Text excerpt:
Ian got the early lead, then Rob drew level again in the second round.  Ian had slightly the better of the next numbers round, and then there was another exchange of points in the next two letters rounds.  Then Rob was the one to get points in the numbers, and then the margin was unchanged going into the conundrum.  Ian was ahead but solved it first in any case to seal the win, 35 to 22.

I had a decent game for the most part, with two words I was pleased to spot in time.  Against that I made a mess of the last numbers round, but otherwise it was all pretty reasonable.  A comfortable and almost complete victory as I nearly held both contestants scoreless.

Round 1: I O A T C S L U E

Rob continues his standard pattern of three vowels, four consonants, and another two vowels.  Sigh.  I had IOTA, COATI (an animal of the raccoon family), COATIS, ISOLATE, LACTOSE, and SOCIETAL.  That last came fairly late in the piece and I was glad to find it -- the letters were good enough that an eight was highly likely, even with all those vowels.

After time I found OSCULATE ("to kiss") as another eight.

Rob has SLATE for five, and Ian takes the early lead with LOCUST for six.  David has found OSCULATE as his eight.

The other eights are LACTEOUS ("of the colour of milk") / LOCUSTAE (plural of LOCUSTA: "the spikelet of grasses").

There was almost an obscure nine here; taking only four vowels would have replaced that final E with an R and allowed SUCTORIAL ("relating to or characterised by suction").


Scores: Rob 0, Ian 0 (6), me 8

Round 2: R T R O E I N O D

I had RORT, INTER, EDITOR, and TORRID.  Lots of sixes to be had here, but although the letters are decent finding a seven is difficult.

This time Ian has the five of INTRO and Rob has ROOTED for six.  That ties up the scores again, and early signs are that there is little to choose between these two contestants on the letters.  David has somehow found the only seven here of ROOTIER.


Scores: Rob 6, Ian 0 (6), me 14

Round 3: Target 642 from 75 25 4 6 2 9

The standard method applies fairly easily, with the target being 8 away from 650.  That 8 can be made as 2*4 leaving tweaking options open, but they aren't needed; I had 642 = 9*75 - 25 - 2*4.  Then I looked at the factor of 6 and found the alternative solution 642 = 6*(75 + 25 + 9 - 2).

Extracted data:
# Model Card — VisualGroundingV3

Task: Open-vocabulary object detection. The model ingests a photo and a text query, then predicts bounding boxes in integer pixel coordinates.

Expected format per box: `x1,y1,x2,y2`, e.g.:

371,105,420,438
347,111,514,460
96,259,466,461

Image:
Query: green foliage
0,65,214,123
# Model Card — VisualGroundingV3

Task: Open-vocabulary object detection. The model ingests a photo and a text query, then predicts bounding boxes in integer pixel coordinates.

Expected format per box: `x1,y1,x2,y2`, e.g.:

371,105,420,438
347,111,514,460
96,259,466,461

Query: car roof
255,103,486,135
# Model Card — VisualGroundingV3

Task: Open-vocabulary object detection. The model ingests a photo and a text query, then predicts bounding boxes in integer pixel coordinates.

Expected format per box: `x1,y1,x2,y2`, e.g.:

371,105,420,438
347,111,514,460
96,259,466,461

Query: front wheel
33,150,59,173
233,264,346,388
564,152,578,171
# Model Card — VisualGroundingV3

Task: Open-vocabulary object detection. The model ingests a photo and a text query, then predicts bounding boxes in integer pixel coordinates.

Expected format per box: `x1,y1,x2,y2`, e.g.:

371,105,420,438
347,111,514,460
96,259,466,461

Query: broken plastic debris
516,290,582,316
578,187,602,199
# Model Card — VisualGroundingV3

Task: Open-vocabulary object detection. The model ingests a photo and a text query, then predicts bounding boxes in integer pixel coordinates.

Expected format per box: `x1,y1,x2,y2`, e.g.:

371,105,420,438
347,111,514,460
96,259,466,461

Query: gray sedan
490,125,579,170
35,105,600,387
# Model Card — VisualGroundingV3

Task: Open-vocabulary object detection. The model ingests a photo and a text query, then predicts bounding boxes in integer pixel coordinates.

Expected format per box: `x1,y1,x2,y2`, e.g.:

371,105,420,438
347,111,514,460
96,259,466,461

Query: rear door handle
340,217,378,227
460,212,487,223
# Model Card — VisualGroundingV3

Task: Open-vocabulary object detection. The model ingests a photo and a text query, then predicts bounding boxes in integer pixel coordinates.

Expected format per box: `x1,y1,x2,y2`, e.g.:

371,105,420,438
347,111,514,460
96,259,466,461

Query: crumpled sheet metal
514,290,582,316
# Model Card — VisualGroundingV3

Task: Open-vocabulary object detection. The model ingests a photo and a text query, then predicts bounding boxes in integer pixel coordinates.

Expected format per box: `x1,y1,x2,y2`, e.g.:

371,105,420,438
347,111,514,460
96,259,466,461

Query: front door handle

Task A: In the game recap, what was the final score between Ian and Rob?
Task B: List every eight-letter word that the game recap names for Round 1.
Task C: Continue the game recap from where it stops.

Written response A: Ian won 35 to 22.

Written response B: SOCIETAL, OSCULATE, LACTEOUS, LOCUSTAE

Written response C:
Rob is four away with 638, which I'll guess was 638 = (6 + 2)*75 + 25 + 9 + 4.  Ian has managed to get 2 closer by making the 8 a bit more efficiently: 640 = 75*4*2 + 6 + 9 + 25.  That gives him the lead again.

Lily demonstrates the second of the solutions that I listed above.

Rob: 638
Ian: 640
Me: 642
Lily: 642

Scores: Rob 6, Ian 0 (13), me 24

First break: EPIC HOUR ("It would be hard to top the feeling of solving this one")

Such a feeling might well be EUPHORIC.

David's talk is about two terms arising from advertising campaigns: Clayton's and moxie.

Round 4: A O M S C I E M J

I had SOMA, COMAS, MOSAIC, COMMIES, and JAMMIES.  It turned out to be fortunate that I found them in that order, as COMMIES is good but JAMMIES is not (and COMMIES was my declaration).  The Macquarie lists JAMIES as the spelling of the concept (a colloquialism for pyjamas), which I can also see but in my opinion both should be acceptable.  Note that JAMIES is good for six here, and I also wrote down CAMEOS after time as another six.

Rob has COMES for five, and Ian falls into the trap by trying JAMMIES.  Richard and David are both somewhat surprised that this is not listed, and that's bad luck for Ian.  David has found COMMIES and it does seem to be the only seven.

The other sixes are COMMIE, COMMAS, MIMOSA, and AMICES (AMICE: "an oblong piece of linen worn by the clergy around the neck and shoulders under the alb, or, formerly, on the head").

Ian: [invalid]

Scores: Rob 6 (11), Ian 0 (13), me 31

Round 5: U E A T S P N E U


Rob has SPATE for five, but Ian extends his lead with UNEASE for six.  David is on track as usual with his find of PEANUTS.

The other seven is PENATES ("tutelary deities of the ancient Roman household and of the state, worshipped in close association with the lares").


Scores: Rob 6 (11), Ian 0 (19), me 38

Round 6: Target 417 from 100 50 4 1 2 1

I remembered a tricky 417 turning up on the show once before (it turns out to have been episode 450, the grand final of the Masters Series); the key observation in that case was that 417 = 2502/6.  That would have required some adjustment to work here, with 5004/12 being tempting but the 12 being too large to make.  1251/3 was another option, but somewhere along the line I stumbled upon the alternative of 417 = 4*100 + (50 + 1)/(2 + 1).

Somewhat later I saw that 1251/3 could be made to work after all, giving 417 = (50*100/4 + 1)/(2 + 1).

Ian has not been able to get anywhere with this one, but Rob has got within six with 423 = 4*100 + 50/2 - 1 - 1.  After he explained his answer I saw that he was just a short tweak away from another solution: 417 = 4*(100 - 1 - 1) + 50/2.

Those turn out to be all the solutions (well, there is a minor variation in the last one by swapping 1+1 and 2).  Lily has found the first of them that I found.

Rob: 423
Ian: [no answer]
Me: 417
Lily: 417

Scores: Rob 6 (16), Ian 0 (19), me 48

Second break: BALDY RID ("A lady, but not a woman, and a bird, but no feathers")

After yesterday's DELICATE, it feels like the clues are simply stating the components of the answer.  In this case, a LADYBIRD.

Round 7: O A I D T H R A E

I had IOTA, ADROIT, and then recognised some words from yesterday: THEROID ("having animal propensities or characteristics") / THORIDE.  I also found AIRHEAD within time, and RADIATE just after it.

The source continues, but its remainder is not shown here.